_Extract provided_.
────────────────

Mr. Fabrice Fries
Chairman & Chief Executive Officer
Agence France Presse
[email protected]
Ms. Michèle Léridon
Global News Director
Agence France Presse
[email protected]
Mr. Christian Chaise
Regional Director for the Middle East and North Africa
Agence France Presse
[email protected]
Mr. Rene Slama
Gulf/Yemen Bureau Chief
Agence France Presse
[email protected]
Ms. Shatha Yaish
Gulf/Yemen reporter
Agence France Presse
[email protected]
Mr. Fries, Ms. Léridon, Mr. Chaise, Mr. Slama, and Ms. Yaish:
We write to you on behalf of the Committee on Academic Freedom of the Middle East Studies Association of North America (MESA) to express our profound dismay regarding the 5 June 2018 AFP article entitled “Azmi Bishara, from Knesset black sheep to Qatar insider.” The article, which discusses both Dr. Azmi Bishara and the Arab Center for Research and Policy Studies in Doha, Qatar, that he founded and heads, is filled with inaccuracies and innuendo. To find such violations of basic principles of journalism in an article published by AFP is distressing enough, but in this case, given the fraught current political climate in the Middle East the implications of such a lack of professionalism are quite serious.
MESA was founded in 1966 to support scholarship and teaching on the Middle East and North Africa. The preeminent organization in the field, the Association publishes the International Journal of Middle East Studies and has nearly 2500 members worldwide. MESA is committed to ensuring academic freedom and freedom of expression, both within the region and in connection with the study of the region in North America and elsewhere.
Dr. Azmi Bishara is a well-known Arab intellectual and political commentator who founded the Arab Center for Research and Policy Studies (ACRPS) in 2010. The Center has at the heart of its research concerns some of the most pressing issues of the day for Arab regional scholars and researchers -- among them, democratic transitions, civil society, sectarianism, and regional conflict. The Center in Doha attracts researchers from across the Middle East/North Africa (MENA) region who seek a scholarly environment that values and promotes free inquiry and serious intellectual exchange. Since its founding, the ACRPS has sponsored countless academic conferences, established several peer-reviewed academic journals and published hundreds of scholarly and policy-relevant monographs. In recent years, it has expanded to include branch offices in Beirut, Tunis and Washington, D.C., where serious research, debate and publications about the MENA region continue to be promoted.

────────────────

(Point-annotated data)

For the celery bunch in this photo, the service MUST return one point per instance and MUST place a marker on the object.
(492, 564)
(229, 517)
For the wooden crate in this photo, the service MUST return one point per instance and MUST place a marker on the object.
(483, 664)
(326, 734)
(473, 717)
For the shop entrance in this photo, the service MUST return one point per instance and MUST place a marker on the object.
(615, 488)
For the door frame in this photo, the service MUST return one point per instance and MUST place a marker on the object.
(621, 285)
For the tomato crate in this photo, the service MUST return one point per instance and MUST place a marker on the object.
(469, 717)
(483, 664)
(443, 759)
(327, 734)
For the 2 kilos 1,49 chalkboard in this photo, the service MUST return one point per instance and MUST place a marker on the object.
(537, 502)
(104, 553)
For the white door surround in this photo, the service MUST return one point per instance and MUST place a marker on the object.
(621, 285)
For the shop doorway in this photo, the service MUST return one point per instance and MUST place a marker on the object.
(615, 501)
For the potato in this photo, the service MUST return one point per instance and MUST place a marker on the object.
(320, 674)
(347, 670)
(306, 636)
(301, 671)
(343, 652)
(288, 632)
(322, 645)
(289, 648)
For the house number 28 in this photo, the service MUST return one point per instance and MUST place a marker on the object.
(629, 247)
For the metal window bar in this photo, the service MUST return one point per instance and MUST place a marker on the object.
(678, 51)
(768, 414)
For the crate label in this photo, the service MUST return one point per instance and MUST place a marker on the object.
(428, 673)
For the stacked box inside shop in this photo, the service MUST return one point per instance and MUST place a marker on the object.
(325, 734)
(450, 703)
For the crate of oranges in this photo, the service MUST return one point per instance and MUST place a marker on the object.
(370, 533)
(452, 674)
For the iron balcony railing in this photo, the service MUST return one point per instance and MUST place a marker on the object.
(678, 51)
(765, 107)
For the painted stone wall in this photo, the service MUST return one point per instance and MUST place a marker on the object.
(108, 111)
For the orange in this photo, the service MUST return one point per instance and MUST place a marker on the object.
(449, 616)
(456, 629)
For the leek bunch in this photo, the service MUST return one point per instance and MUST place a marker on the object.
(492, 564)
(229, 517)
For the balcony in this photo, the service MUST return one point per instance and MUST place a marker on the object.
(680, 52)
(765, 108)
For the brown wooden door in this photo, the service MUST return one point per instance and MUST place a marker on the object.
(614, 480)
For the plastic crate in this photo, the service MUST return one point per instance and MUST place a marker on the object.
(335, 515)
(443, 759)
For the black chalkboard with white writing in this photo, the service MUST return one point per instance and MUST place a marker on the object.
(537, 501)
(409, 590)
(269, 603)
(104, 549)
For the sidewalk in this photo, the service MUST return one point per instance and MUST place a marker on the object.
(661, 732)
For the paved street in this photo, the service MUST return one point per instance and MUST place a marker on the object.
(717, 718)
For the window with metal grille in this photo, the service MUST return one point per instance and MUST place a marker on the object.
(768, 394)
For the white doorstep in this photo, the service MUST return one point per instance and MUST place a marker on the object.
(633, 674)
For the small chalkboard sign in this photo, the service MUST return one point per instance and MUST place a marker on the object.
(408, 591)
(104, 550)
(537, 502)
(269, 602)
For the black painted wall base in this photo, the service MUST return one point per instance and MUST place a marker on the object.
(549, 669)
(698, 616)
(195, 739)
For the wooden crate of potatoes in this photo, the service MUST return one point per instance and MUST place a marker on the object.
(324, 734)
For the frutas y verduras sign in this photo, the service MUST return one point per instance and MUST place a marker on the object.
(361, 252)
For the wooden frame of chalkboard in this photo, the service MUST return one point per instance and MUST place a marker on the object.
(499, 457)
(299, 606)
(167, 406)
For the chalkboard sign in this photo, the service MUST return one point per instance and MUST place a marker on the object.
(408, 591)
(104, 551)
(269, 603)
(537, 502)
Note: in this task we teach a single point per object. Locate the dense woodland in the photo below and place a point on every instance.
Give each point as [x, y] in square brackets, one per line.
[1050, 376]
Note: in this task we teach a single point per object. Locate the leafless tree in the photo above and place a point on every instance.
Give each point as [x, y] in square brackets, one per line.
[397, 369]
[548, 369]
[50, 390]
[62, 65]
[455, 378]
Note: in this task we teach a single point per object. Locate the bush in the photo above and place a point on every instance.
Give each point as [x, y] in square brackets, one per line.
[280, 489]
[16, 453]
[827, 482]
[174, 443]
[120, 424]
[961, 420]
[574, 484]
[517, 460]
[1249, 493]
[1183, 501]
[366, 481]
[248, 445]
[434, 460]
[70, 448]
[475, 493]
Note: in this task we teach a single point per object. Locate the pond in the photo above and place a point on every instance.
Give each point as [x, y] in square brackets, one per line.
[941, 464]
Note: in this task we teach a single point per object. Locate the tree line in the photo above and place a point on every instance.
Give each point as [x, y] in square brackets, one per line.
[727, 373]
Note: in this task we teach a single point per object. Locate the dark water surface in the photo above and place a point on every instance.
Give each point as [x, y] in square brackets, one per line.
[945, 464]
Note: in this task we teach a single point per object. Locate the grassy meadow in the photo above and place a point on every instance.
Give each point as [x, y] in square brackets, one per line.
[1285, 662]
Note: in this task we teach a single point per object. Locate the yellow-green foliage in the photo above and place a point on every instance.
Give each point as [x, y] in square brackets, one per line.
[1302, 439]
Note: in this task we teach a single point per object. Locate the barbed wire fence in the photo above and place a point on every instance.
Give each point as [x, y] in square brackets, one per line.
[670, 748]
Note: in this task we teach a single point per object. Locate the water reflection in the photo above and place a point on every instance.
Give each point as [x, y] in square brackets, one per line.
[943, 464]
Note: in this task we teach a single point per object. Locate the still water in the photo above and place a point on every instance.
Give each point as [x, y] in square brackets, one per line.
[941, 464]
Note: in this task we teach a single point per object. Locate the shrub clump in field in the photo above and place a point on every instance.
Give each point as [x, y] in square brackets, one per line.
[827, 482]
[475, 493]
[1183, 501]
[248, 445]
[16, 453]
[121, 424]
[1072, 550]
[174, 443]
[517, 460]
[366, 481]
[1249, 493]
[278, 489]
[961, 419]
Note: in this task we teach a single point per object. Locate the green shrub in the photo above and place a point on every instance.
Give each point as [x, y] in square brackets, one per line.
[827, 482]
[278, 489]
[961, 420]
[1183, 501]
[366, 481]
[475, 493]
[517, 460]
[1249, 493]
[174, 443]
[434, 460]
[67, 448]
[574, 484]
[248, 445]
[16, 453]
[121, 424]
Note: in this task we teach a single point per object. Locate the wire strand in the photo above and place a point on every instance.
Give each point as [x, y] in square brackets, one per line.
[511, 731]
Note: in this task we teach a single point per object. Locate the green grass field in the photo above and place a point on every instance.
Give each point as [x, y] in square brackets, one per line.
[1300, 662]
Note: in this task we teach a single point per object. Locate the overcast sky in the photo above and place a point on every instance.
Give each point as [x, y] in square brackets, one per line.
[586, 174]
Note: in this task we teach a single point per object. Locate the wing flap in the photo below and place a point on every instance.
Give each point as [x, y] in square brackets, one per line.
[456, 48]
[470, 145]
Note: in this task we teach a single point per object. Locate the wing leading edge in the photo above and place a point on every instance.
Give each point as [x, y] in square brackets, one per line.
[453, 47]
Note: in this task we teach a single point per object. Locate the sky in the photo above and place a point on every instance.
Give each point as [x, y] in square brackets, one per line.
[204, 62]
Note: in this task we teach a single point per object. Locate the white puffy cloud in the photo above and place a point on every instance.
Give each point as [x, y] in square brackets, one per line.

────────────────

_Prompt A_.
According to the letter to Agence France Presse, in what year was the Middle East Studies Association of North America founded?
_Prompt B_.
Write the next part of the letter to Agence France Presse, starting after its final sentence.

_Exercise result A_.
1966

_Exercise result B_.
Much of the success of the ACRPS results from the dynamism and intellectual integrity of its founder, Dr. Azmi Bishara. His vision of a democratic, non-sectarian and independent academic environment that values the rich cultures of the region has enabled the ACRPS and, more recently, the Doha Institute of Graduate Studies (DI) – whose Board of Trustees Bishara heads -- to attract academics, researchers and students from across the region, regardless of national origin, ethnicity, religion or sect.
Not surprisingly, such a setting of free inquiry and critical exchange is unwelcome by the region’s autocrats and dictators. Indeed, one need not look far or deeply to find the often brutal dimensions of the violations of academic freedom in many states of the MENA region, from harassment, disappearance, arrests and dismissals to long-term imprisonment, torture, and on occasion, death sentences and execution. [In this regard, you may want to peruse the Committee on Academic Freedom’s letters, available at: https://mesana.org/advocacy/committee-on-academic-freedom].
It is against this backdrop of increasing violations of academic freedom in the region and the ongoing blockade of Qatar by Saudi Arabia and the UAE as well as Egypt and Bahrain, that the serious threat posed by the politically biased and error-riddled piece on Dr. Bishara and the ACRPS by Ms. Shatha Yaish must be viewed.
Maligning, indeed slandering, one of the few centers of academic freedom in the region, along with its founder, puts the AFP in the same camp as the region’s autocrats who seek to stifle free speech and critical inquiry; at the very least, it lends credence to the message and interests of anti-democratic forces. It is, therefore, imperative that the AFP remove the article from its websites and issue an apology to Dr. Bishara and the ACRPS. Furthermore, we encourage the AFP to conduct an internal investigation of how such shoddy journalism could have been published by an otherwise highly respectable organization.
We look forward to your response.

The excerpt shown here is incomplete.